Records from a collection:
▬▬▬▬▬▬▬▬▬▬

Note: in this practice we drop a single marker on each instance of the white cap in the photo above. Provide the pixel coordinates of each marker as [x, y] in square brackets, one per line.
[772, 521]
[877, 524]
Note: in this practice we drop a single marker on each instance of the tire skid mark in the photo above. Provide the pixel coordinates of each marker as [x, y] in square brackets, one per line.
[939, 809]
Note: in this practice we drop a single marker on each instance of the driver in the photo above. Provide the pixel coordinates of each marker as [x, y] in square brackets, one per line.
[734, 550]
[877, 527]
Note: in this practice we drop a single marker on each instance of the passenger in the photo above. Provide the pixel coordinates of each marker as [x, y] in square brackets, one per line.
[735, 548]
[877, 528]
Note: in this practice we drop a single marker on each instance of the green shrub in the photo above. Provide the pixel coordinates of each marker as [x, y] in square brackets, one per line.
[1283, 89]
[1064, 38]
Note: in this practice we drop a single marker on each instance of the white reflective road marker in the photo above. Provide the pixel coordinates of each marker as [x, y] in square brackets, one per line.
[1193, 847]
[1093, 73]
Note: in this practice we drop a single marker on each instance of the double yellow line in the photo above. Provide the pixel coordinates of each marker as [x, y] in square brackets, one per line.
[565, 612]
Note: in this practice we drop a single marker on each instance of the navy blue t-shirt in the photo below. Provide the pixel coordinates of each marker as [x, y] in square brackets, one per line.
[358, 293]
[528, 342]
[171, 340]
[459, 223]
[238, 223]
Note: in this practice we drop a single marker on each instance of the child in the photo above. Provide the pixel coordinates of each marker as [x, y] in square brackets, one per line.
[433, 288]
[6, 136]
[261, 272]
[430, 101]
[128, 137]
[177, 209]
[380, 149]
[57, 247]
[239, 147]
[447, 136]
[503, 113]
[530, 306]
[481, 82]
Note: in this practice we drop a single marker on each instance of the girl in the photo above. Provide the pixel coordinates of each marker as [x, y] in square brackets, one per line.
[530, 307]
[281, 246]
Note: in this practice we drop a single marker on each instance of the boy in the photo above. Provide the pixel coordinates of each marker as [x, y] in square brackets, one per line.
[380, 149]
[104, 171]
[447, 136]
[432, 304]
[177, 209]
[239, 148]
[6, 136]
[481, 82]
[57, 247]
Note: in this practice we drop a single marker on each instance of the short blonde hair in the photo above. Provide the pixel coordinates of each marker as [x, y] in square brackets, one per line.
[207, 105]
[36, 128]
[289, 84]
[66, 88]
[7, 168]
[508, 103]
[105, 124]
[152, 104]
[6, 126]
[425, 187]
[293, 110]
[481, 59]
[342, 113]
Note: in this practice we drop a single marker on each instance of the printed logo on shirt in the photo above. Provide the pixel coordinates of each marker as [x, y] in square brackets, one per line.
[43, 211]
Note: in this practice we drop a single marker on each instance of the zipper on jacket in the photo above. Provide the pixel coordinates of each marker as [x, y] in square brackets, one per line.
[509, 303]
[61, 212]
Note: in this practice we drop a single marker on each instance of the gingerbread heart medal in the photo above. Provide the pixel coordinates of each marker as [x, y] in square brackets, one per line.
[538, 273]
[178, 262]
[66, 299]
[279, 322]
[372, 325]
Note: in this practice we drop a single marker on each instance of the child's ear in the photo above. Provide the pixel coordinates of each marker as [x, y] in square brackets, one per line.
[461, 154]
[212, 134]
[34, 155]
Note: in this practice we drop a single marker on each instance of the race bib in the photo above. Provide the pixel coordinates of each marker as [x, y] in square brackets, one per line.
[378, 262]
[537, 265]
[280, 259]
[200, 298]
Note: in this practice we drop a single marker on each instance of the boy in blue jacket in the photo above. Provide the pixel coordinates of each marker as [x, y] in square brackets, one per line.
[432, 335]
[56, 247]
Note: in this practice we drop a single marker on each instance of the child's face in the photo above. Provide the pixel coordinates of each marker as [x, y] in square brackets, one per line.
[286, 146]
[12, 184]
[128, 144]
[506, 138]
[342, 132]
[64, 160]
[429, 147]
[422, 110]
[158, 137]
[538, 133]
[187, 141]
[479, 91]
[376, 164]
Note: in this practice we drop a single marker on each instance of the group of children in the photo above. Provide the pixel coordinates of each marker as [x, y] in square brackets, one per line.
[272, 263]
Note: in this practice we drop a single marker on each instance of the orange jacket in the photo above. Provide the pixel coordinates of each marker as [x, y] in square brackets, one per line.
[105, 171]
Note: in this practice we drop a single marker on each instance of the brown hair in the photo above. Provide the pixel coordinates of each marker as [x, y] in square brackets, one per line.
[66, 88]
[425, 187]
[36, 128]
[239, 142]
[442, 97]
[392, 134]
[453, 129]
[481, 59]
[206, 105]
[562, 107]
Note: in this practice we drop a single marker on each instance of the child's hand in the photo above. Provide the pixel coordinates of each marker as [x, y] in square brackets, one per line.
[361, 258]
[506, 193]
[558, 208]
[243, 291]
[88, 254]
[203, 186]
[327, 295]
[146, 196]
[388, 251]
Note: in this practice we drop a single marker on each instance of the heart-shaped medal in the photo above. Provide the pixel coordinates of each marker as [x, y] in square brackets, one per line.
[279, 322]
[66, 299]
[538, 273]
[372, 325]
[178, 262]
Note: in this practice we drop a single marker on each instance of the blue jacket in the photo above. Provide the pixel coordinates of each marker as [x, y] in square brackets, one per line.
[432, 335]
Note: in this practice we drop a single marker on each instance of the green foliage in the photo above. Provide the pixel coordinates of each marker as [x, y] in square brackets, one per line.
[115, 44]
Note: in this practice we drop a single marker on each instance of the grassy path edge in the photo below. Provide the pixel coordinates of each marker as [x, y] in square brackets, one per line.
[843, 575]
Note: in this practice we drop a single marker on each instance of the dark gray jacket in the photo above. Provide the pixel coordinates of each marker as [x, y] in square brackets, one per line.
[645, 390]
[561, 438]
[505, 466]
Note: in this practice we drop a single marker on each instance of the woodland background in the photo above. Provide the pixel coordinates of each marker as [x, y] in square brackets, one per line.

▬▬▬▬▬▬▬▬▬▬

Your instructions >> Reproduce every line from the one containing "the green foliage" through the last line of the items, inclusive, without changing a word.

Answer in full >>
Note: in this practice we drop a single marker on each instance of the green foliage in the photo above. Provide the pixel coordinates of each marker as [x, y] in square brackets, one per line.
[115, 44]
Note: in this practice we drop a single marker on each instance of the grassy path edge in the photo below. Provide the pixel coordinates of each marker as [x, y] in square brackets, one per line.
[843, 575]
Note: in this practice we drop a single marker on each instance of the dark gray jacket in the photo above. Provide the pixel coordinates of each marker as [x, y] in square brackets, one per line.
[645, 390]
[561, 438]
[505, 466]
Note: in this practice we drop a single marker on each instance of the woodland background in the photo above. Provide the pixel coordinates of each marker as [x, y] in square brackets, one per line.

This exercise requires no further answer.